* begin Provided material *

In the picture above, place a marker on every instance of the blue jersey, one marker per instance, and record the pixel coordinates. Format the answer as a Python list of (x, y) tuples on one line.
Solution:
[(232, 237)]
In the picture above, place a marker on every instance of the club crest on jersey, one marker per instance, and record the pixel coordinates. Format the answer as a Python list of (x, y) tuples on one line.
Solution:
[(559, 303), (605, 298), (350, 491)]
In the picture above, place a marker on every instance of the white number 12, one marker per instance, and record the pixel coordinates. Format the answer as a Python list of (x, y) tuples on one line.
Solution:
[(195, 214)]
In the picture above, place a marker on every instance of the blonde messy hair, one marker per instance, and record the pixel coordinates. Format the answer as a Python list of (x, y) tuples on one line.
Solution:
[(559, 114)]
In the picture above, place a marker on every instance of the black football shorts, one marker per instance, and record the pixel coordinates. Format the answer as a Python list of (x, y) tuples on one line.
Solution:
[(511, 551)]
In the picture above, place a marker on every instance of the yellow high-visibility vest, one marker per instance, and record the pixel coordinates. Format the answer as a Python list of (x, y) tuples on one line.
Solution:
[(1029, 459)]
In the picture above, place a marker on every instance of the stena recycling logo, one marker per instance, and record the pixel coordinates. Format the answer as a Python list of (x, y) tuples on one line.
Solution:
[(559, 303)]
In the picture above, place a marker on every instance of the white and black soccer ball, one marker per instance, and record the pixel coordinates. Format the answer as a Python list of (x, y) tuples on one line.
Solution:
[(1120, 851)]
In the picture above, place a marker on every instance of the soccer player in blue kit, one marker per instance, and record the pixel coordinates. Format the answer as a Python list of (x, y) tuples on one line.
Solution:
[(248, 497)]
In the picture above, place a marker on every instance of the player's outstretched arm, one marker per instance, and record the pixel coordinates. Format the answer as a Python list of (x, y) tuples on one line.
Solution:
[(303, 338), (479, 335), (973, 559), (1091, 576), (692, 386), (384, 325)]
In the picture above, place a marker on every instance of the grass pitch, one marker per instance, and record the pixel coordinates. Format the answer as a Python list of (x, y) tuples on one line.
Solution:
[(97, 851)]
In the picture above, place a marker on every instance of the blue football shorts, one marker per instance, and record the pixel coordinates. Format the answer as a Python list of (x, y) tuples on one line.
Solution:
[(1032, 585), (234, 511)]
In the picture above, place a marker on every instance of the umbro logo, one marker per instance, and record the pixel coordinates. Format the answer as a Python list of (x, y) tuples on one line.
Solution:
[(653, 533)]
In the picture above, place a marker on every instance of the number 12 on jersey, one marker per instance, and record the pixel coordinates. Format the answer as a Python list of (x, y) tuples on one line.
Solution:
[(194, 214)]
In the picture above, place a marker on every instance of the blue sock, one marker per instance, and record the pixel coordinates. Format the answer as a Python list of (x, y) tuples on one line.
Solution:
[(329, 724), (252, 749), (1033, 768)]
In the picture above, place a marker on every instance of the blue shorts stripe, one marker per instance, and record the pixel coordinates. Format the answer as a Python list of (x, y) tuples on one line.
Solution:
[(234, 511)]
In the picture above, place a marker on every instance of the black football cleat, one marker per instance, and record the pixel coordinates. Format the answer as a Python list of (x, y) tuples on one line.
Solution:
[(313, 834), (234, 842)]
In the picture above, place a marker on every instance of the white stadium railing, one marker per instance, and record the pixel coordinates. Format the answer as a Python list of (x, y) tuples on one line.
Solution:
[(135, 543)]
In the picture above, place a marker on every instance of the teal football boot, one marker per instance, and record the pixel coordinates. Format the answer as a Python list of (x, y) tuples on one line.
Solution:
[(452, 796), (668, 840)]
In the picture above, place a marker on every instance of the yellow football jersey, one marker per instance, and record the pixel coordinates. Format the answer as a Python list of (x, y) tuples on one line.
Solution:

* end Provided material *

→ Challenge: Output every line of the material above as a numbered list, skipping any blank lines.

→ Solution for this problem:
1. In the picture above, place a marker on every instance of the blue jersey, one marker per instance, and record the pixel coordinates. Format the answer as a Python list of (x, y) tuples on one line.
2. Solution:
3. [(232, 237)]
4. In the picture above, place a marker on every instance of the club crest on jersey, one marker per instance, and record the pixel coordinates. Format the answer as a Python list of (x, y) tuples on one line.
5. Solution:
6. [(559, 303), (605, 298), (350, 491)]
7. In the picture above, place a marker on every instance of the white number 12, one marker per instance, and record the pixel coordinates. Format the answer as a Python list of (x, y) tuples on one line.
8. Solution:
9. [(195, 214)]
10. In the picture above, place a marker on every instance of the blonde messy hair, one marker per instance, and record the pixel coordinates. Format the answer as a Python list of (x, y) tuples on one line.
11. Solution:
12. [(559, 114)]
13. In the picture above, place a marker on every instance of the black football shorts, one marker per instance, and record the pixel coordinates. Format the answer as a Python list of (x, y) tuples on one line.
14. Solution:
15. [(511, 551)]
16. In the picture above, place a marker on every instance of the yellow high-visibility vest, one marker per instance, and record the pixel coordinates. Format the answer as a Python list of (x, y) tuples on one line.
17. Solution:
18. [(1029, 459)]
19. In the picture above, place a marker on every instance of the stena recycling logo, one marker per instance, and record the pixel coordinates. Format the answer as a Python list of (x, y) tuples on one line.
20. Solution:
21. [(559, 303)]
22. In the picture above, place a marker on every instance of the white and black soccer ball, one marker per instance, and record the pixel coordinates. Format the answer as a Python list of (x, y) tuples on one line.
23. Solution:
24. [(1120, 851)]
25. In the picture above, place a marker on every instance of the soccer player in blue kit, one marker per instance, and record the pixel coordinates. Format the answer as a Python list of (x, y) tuples on one line.
26. Solution:
27. [(248, 497)]
28. In the picture above, place a marker on every instance of the player's outstretched arm, one marker per instance, and record the pixel coordinates. Format the answer as a Python list of (x, y) tuples on one line.
29. Solution:
30. [(303, 338), (479, 335), (973, 559), (1091, 576), (692, 386), (384, 325)]
31. In the picture above, place a marker on every instance of the grass pitch, one marker per instance, and record the pixel coordinates. Format the answer as a Python list of (x, y) tuples on one line.
32. Solution:
33. [(97, 851)]
34. In the picture above, place a marker on every instance of the blue football shorts, one marker per instance, and record the pixel coordinates. Format the answer as a Python list of (x, y) tuples on one line.
35. Solution:
36. [(1032, 585), (234, 511)]
37. In the picture above, place a marker on every instance of the umbro logo, one marker per instance, and record the pixel coordinates. Format the answer as a Python list of (x, y) tuples on one line.
38. Solution:
39. [(653, 533)]
40. In the picture above, place a marker on every instance of the number 12 on jersey, one marker per instance, and record the pixel coordinates. Format the answer as a Python list of (x, y) tuples on one line.
41. Solution:
42. [(194, 214)]
43. In the picture above, place a marker on every instance of the blue sock, one marker per instance, and record the pixel coordinates. Format the answer as a Python list of (x, y) tuples on one line.
44. Solution:
45. [(329, 724), (252, 749), (1033, 768)]
46. In the picture above, place a marker on every instance of the blue shorts stripe, one marker per instance, and record the pixel coordinates. Format the answer as a Python list of (x, y) tuples on one line.
47. Solution:
48. [(234, 511)]
49. In the picture above, place a marker on every instance of the black football cleat, one marker per instance, and record the pixel coordinates. Format the answer as a Python list of (x, y) tuples on one line.
50. Solution:
51. [(313, 834), (234, 842)]
52. In the picture above, place a marker on every instance of the white stadium railing, one marker per instance, and record the pixel coordinates. Format the answer as a Python list of (x, y) tuples on one line.
53. Solution:
54. [(135, 543)]
55. In the picture above, place a marker on every instance of the teal football boot, one marker per instance, and record the pixel coordinates. Format the answer as a Python list of (x, y) tuples on one line.
56. Solution:
57. [(452, 796), (668, 840)]
58. In the picture above, place a marker on every instance of the yellow football jersey, one marker per instance, and record the pixel coordinates. Format the answer as a Python list of (x, y) tuples on one line.
59. Solution:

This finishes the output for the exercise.